Region pointing data:

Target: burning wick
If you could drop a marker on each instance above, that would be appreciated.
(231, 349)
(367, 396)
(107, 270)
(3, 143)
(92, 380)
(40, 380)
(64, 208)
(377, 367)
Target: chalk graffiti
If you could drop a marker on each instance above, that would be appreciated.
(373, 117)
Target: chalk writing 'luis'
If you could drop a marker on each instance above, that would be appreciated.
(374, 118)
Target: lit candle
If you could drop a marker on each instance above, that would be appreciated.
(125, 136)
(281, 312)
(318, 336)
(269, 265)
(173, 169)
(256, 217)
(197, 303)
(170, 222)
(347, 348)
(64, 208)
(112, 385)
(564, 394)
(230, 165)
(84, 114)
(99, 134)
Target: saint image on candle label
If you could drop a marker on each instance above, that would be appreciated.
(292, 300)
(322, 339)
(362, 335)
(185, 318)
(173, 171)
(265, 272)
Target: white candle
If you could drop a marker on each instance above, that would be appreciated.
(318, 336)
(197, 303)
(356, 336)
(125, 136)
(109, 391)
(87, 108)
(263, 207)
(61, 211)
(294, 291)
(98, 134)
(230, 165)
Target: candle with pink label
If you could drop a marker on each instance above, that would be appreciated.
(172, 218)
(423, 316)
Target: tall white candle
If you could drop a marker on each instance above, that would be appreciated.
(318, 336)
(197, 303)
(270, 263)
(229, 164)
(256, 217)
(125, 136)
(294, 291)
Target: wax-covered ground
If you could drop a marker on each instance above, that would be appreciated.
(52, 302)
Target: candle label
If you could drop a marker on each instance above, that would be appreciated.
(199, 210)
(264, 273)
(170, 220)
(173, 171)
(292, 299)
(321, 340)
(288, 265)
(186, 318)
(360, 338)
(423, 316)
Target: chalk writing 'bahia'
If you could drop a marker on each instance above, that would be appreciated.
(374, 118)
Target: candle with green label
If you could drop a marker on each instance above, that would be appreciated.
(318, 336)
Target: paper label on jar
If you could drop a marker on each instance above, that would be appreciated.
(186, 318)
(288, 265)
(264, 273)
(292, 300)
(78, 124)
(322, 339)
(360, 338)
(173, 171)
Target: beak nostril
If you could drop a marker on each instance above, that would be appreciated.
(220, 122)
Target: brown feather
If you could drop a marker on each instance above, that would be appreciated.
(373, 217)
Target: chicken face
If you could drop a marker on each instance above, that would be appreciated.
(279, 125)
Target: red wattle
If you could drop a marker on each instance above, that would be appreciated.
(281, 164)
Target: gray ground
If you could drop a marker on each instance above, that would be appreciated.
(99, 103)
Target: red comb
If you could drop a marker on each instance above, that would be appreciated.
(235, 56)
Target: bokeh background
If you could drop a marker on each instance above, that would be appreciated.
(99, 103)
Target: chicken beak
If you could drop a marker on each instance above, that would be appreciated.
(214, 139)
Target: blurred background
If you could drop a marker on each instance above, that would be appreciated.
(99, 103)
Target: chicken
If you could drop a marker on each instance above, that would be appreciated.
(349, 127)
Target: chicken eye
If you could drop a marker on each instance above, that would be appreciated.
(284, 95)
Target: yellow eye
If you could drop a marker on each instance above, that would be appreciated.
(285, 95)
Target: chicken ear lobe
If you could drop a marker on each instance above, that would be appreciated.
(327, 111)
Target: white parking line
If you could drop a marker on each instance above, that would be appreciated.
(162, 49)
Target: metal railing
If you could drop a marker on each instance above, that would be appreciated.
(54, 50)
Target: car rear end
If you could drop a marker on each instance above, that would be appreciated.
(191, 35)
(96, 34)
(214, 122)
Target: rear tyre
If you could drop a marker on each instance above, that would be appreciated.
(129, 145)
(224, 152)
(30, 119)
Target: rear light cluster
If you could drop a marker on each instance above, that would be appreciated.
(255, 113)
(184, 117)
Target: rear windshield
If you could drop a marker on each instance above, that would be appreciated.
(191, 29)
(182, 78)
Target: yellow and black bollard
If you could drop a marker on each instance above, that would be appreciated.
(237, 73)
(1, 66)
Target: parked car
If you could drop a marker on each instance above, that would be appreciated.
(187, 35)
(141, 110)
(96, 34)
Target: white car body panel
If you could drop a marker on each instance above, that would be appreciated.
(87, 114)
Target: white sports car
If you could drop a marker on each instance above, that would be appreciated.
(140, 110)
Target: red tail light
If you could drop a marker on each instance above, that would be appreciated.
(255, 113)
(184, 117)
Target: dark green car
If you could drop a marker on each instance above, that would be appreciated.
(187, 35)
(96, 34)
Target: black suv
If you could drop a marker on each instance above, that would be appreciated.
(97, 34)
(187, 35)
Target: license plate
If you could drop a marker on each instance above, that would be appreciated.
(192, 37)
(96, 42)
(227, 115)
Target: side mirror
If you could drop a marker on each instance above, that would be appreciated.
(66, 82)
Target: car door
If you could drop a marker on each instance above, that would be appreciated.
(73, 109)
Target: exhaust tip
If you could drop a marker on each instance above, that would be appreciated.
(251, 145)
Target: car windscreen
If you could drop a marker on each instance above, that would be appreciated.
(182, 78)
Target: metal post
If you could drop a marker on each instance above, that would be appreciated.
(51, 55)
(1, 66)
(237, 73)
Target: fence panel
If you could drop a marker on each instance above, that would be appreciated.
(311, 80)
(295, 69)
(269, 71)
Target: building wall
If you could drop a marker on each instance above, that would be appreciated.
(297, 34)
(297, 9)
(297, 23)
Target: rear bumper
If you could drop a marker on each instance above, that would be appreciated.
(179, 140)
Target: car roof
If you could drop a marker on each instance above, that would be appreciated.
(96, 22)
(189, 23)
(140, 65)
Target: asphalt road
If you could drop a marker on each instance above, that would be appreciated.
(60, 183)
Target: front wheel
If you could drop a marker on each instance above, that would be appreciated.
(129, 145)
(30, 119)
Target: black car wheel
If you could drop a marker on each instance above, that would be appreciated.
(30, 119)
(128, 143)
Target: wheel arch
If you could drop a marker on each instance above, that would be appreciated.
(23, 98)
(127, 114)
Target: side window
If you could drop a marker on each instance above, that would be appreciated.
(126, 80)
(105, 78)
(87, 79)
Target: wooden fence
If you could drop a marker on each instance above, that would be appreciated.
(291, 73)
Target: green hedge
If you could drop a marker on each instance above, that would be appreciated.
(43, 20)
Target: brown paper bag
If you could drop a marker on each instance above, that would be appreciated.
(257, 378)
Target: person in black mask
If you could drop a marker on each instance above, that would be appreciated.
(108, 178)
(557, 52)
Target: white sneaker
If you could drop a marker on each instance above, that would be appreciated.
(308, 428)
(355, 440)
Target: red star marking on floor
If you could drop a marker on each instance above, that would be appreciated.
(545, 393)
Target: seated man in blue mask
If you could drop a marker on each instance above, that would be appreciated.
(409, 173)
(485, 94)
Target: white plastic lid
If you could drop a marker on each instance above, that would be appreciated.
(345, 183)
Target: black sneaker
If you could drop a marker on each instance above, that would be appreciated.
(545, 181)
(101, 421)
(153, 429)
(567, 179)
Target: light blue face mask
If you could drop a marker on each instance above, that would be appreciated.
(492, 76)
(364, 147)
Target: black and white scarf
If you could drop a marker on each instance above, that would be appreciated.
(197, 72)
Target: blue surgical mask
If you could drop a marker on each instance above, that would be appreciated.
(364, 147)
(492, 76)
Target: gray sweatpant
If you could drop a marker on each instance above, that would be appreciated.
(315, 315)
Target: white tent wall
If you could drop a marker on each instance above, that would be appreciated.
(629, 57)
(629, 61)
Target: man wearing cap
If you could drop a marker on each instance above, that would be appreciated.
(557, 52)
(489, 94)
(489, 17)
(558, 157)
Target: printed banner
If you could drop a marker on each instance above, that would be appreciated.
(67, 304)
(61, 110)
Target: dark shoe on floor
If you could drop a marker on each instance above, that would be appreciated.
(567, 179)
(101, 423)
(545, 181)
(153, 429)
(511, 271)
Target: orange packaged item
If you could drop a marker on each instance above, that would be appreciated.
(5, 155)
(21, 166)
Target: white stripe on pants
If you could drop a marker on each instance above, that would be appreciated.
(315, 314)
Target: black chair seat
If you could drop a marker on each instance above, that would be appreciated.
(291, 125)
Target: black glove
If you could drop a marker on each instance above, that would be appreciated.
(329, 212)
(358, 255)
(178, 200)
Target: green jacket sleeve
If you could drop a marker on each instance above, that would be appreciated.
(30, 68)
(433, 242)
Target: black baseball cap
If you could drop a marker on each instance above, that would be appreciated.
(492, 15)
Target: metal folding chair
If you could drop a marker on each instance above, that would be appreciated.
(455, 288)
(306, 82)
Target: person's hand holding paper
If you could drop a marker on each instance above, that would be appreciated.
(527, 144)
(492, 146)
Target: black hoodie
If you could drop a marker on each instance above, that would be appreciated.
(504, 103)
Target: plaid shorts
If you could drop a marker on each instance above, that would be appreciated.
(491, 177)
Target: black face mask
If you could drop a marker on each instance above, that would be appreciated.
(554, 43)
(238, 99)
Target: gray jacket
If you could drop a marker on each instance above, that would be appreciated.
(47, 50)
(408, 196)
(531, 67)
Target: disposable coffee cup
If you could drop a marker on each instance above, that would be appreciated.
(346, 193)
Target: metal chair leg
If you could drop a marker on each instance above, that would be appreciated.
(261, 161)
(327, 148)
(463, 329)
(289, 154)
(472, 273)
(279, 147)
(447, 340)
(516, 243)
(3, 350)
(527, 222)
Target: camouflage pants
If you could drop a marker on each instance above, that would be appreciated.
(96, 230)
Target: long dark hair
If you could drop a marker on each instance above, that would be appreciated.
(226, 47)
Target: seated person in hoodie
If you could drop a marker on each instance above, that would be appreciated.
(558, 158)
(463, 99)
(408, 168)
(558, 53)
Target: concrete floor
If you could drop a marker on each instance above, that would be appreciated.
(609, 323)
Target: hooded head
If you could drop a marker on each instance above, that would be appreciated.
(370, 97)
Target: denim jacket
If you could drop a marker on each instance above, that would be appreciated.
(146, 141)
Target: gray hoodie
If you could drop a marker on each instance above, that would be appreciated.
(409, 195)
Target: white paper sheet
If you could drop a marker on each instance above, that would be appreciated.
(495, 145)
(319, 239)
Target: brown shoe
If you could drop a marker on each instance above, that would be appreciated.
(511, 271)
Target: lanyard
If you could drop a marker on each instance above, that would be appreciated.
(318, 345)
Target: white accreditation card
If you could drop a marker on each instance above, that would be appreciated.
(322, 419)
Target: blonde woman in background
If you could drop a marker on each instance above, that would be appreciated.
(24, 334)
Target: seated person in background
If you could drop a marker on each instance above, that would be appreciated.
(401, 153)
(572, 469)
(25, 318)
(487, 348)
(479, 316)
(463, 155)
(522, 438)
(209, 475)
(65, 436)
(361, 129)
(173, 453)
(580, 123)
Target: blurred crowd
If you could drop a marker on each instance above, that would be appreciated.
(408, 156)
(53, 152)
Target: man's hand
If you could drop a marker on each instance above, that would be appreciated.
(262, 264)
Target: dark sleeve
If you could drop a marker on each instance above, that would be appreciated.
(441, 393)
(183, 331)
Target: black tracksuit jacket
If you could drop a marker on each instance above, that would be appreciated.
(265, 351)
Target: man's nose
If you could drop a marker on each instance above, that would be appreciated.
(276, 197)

WHAT YOU WILL DO: From the entries, work out how many lines include the word "sleeve", answering with the number only.

WRITTEN RESPONSE: 2